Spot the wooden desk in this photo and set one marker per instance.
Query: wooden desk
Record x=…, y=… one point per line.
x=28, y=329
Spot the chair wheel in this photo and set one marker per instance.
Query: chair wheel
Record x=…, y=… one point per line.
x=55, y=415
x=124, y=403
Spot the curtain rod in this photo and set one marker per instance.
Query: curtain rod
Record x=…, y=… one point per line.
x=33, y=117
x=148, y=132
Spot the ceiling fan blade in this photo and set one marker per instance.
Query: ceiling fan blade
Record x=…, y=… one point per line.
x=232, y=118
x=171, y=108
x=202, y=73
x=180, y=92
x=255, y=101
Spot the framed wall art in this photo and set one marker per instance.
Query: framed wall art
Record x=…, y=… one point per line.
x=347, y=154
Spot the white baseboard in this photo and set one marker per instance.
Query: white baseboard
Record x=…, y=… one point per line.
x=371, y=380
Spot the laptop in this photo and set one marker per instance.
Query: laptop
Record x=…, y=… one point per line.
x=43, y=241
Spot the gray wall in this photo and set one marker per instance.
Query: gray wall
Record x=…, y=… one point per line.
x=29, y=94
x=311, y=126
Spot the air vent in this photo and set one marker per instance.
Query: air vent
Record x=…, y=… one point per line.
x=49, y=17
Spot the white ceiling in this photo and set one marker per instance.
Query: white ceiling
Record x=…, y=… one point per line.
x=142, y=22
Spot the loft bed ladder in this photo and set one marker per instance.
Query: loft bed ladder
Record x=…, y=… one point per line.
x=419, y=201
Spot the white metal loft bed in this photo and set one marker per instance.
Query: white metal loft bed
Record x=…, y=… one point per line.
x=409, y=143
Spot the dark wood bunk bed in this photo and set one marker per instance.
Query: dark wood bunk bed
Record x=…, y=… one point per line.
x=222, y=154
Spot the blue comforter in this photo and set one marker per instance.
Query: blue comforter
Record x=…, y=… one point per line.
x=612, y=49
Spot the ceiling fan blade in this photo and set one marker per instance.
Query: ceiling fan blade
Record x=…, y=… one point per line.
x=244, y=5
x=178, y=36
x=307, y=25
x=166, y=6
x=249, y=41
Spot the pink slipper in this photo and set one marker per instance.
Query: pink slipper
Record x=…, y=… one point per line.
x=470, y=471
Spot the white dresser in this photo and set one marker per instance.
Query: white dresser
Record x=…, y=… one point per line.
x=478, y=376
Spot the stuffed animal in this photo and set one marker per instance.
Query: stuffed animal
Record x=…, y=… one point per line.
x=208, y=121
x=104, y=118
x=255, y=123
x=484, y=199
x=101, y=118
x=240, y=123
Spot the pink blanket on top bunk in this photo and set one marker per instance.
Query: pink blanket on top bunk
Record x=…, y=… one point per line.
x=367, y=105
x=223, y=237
--------
Task to carry out:
Can you copy out all of the data above, line by line, without changing a single character?

Exercise output:
Spot the wooden desk in this photo and set one marker per instance.
Query: wooden desk
Record x=…, y=… one point per line.
x=28, y=329
Spot the chair wheel in this photo and set one marker per instance.
Query: chair wheel
Record x=…, y=… one point per line.
x=55, y=415
x=124, y=403
Spot the curtain rod in this photo and set one marker per instance.
Query: curtain rod
Record x=…, y=… one point per line.
x=33, y=117
x=148, y=132
Spot the ceiling fan blade in this photo and set one marker per instance.
Query: ceiling fan blade
Record x=…, y=… one point per line.
x=232, y=118
x=171, y=108
x=202, y=73
x=180, y=92
x=255, y=101
Spot the framed wall art in this photo and set one marker per instance.
Query: framed wall art
Record x=…, y=… one point per line.
x=347, y=154
Spot the white baseboard in this photo and set one marker per instance.
Query: white baseboard
Record x=…, y=… one point per line.
x=371, y=380
Spot the laptop in this photo and set one marker per instance.
Query: laptop
Record x=…, y=… one point per line.
x=43, y=241
Spot the gray wall in this photo and set one marker per instance.
Query: gray wall
Record x=…, y=… one point per line.
x=29, y=94
x=311, y=126
Spot the air vent in this photo and set one marker per instance.
Query: air vent
Record x=…, y=… one point per line.
x=49, y=17
Spot the white ceiling in this photo and set one marker per instance.
Query: white ceiling
Record x=…, y=… one point per line.
x=142, y=22
Spot the loft bed ladder in this photo and set one marker per instance.
Query: loft bed ladder
Record x=…, y=… one point per line.
x=419, y=201
Spot the white metal loft bed in this photo and set one marker per instance.
Query: white metal loft bed
Record x=…, y=… one point per line.
x=409, y=143
Spot the dark wood bunk bed in this photo and set one marker per instance.
Query: dark wood bunk bed
Record x=…, y=… one point per line.
x=222, y=154
Spot the blue comforter in this photo and set one marker per instance.
Query: blue comforter
Record x=…, y=… one point per line.
x=612, y=49
Spot the ceiling fan blade in this photo and set one marker per instance.
Query: ceiling fan blade
Record x=…, y=… one point per line.
x=244, y=5
x=178, y=36
x=307, y=25
x=166, y=6
x=249, y=41
Spot the pink slipper in this photo and set one marker per instance.
Query: pink slipper
Record x=…, y=… one point per line.
x=470, y=471
Spot the white dresser in this photo and set one marker per instance.
Query: white dresser
Record x=…, y=… one point per line.
x=478, y=376
Spot the stuffed animal in this photo and set one marker per instance.
Query: stuffed animal
Record x=…, y=… one point per line.
x=208, y=121
x=104, y=118
x=255, y=123
x=484, y=199
x=101, y=118
x=240, y=123
Spot the pink blanket on top bunk in this photo and set one marker per instance.
Query: pink blanket on top bunk
Record x=…, y=… one point per line.
x=367, y=105
x=223, y=237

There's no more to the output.